» DESCRIPCIÓN DEL EJERCICIO
Multiplica por 1,1 cada coordenada de las respuestas del material siguiente y redondea cada resultado al entero más cercano, con las mitades hacia arriba. Copia todas las líneas de texto del material con esos cambios y omite lo que no sea texto.

==============================

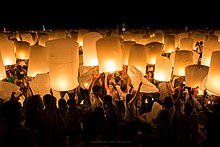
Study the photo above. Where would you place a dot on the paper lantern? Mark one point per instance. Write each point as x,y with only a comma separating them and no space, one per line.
126,48
169,43
153,50
22,49
186,44
42,38
208,48
89,48
163,69
63,60
109,54
38,60
28,38
195,74
137,57
213,79
2,68
182,59
81,33
8,51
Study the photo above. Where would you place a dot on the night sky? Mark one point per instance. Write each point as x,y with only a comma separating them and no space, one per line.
92,14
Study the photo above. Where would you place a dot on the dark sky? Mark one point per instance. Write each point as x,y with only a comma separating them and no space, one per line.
101,14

==============================

» RESPUESTA AL PROBLEMA
Study the photo above. Where would you place a dot on the paper lantern? Mark one point per instance. Write each point as x,y with only a comma separating them and no space, one per line.
139,53
186,47
168,55
24,54
205,48
46,42
229,53
98,53
179,76
69,66
120,59
42,66
31,42
215,81
151,63
234,87
2,75
200,65
89,36
9,56
Study the photo above. Where would you place a dot on the night sky? Mark one point per instance. Write each point as x,y with only a comma separating them and no space, one per line.
101,15
Study the photo above. Where would you place a dot on the dark sky? Mark one point per instance. Write each point as x,y with only a comma separating them and no space, one per line.
111,15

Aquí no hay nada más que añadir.